** START RECORDS SUPPLIED **

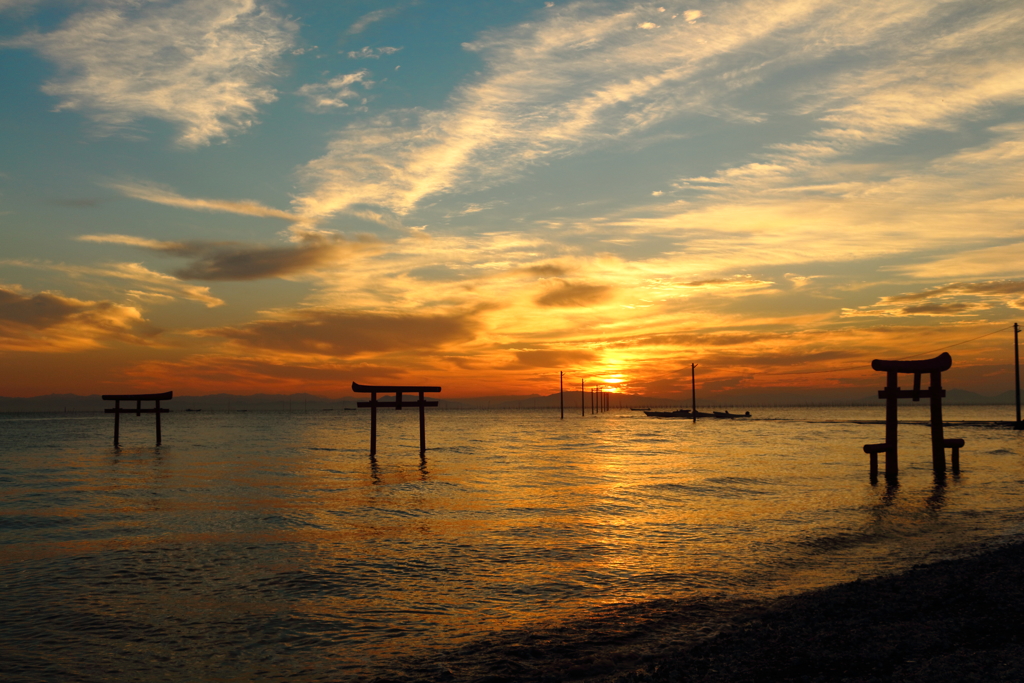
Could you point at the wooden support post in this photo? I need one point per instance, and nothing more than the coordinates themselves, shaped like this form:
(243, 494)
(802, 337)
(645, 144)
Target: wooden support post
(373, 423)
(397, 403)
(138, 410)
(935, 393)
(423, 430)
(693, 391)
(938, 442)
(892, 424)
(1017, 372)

** END RECORDS SUPPLIED **
** START RECORDS SUPPLIED **

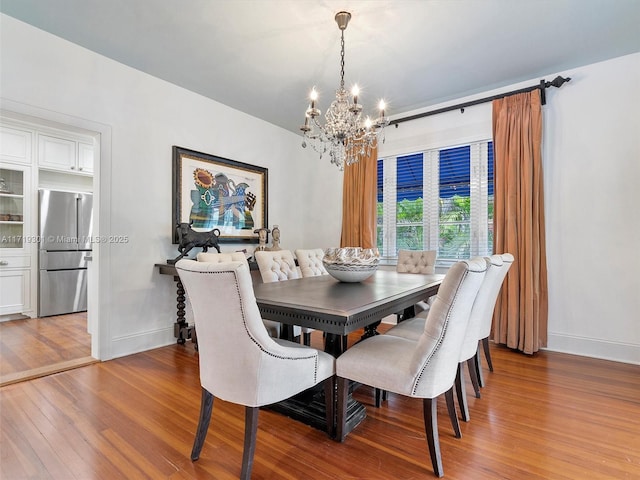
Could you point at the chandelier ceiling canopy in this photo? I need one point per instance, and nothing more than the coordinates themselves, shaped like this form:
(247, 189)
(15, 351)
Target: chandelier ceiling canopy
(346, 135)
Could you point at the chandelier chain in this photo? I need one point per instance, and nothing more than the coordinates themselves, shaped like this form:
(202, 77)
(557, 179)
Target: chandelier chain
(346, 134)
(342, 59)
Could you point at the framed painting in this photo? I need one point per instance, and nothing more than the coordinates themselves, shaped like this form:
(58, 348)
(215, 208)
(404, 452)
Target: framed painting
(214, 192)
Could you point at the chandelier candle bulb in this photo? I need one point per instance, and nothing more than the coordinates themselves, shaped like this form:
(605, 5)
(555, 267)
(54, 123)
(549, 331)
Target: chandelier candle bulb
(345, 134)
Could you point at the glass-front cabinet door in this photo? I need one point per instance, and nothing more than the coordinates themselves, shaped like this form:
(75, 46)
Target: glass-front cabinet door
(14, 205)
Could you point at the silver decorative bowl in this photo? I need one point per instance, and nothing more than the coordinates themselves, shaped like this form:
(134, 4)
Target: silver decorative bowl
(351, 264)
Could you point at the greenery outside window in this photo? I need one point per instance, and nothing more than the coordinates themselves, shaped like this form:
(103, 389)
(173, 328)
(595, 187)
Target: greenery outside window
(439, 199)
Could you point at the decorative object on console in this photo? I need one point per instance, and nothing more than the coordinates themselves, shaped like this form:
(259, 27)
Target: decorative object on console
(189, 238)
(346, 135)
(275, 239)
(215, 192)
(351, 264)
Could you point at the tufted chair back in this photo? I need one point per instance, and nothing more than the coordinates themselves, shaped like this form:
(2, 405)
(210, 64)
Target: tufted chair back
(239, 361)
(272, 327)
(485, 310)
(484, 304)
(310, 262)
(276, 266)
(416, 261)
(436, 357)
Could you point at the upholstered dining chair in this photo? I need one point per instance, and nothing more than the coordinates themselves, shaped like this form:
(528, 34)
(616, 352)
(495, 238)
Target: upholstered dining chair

** END RECORDS SUPPLIED **

SET EXERCISE: Please copy the data from the line with "Could you point at the wooden" up to and including the line with "(1017, 372)", shifting every coordinate in the answer points by -30 and leaving the request and its sample points unchanged.

FULL ANSWER:
Could you point at the wooden support post in this photo? I need one point per instance, and nothing more than the coordinates themselves, shaped like this form:
(243, 494)
(802, 337)
(645, 144)
Target: wooden support post
(343, 393)
(367, 373)
(108, 380)
(905, 363)
(393, 400)
(663, 361)
(908, 412)
(862, 394)
(987, 342)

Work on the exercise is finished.